Brief → In the text on how far coronavirus droplets travel, write out the stretch from "According to a" through "other environmental factors.", swapping "wind" for "breeze".

Masks and physical distancing are the two weapons that can help us combat novel coronavirus. In view of upcoming festive season amid COVID-19 pandemic, it is important to ensure strict adherence to the physical/social distancing norms.
According to a latest study, the smaller viral droplets can be carried away by the wind and may travel up to 6.6 meters and even further under dry air conditions. Scientists from A-STAR’s Institute of High Performance Computing in Singapore have analysed the dispersion of coughs using airflow simulation and found that some smaller droplets can travel more than six metres of distance.
The COVID-19 pandemic has led many researchers to study airborne droplet transmission in different conditions and environments. This was a numerical study on droplet dispersion using high fidelity airflow simulation. The researchers used computational tools to solve complex mathematical formulations representing airflow and the airborne cough droplets around human bodies at various wind speeds and when impacted by other environmental factors.

Referring expression data
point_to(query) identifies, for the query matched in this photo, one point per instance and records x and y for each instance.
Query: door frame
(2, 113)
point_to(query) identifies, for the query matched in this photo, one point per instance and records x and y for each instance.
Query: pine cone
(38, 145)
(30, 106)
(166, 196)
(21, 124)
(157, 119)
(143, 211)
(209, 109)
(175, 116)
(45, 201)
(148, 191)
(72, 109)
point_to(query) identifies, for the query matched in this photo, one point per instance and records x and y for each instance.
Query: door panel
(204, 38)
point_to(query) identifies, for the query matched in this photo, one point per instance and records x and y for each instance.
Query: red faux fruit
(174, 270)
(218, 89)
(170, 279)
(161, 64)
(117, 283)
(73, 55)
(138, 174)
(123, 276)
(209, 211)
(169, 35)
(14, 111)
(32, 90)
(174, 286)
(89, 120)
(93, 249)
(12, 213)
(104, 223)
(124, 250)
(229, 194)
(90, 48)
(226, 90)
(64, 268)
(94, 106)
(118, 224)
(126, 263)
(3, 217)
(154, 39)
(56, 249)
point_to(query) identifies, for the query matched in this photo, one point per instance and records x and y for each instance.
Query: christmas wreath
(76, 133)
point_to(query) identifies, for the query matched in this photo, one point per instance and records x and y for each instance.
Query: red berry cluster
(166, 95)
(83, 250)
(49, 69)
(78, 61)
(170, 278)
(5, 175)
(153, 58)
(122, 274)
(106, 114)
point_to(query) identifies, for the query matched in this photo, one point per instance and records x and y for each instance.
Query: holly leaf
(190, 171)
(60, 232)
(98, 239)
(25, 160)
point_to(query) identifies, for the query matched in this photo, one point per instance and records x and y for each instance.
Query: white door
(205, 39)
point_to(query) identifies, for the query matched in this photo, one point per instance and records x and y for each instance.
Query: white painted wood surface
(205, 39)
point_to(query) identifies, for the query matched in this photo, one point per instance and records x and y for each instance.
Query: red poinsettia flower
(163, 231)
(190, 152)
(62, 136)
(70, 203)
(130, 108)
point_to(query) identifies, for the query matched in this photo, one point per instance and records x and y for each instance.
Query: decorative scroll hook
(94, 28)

Exercise output →
According to a latest study, the smaller viral droplets can be carried away by the breeze and may travel up to 6.6 meters and even further under dry air conditions. Scientists from A-STAR’s Institute of High Performance Computing in Singapore have analysed the dispersion of coughs using airflow simulation and found that some smaller droplets can travel more than six metres of distance.
The COVID-19 pandemic has led many researchers to study airborne droplet transmission in different conditions and environments. This was a numerical study on droplet dispersion using high fidelity airflow simulation. The researchers used computational tools to solve complex mathematical formulations representing airflow and the airborne cough droplets around human bodies at various breeze speeds and when impacted by other environmental factors.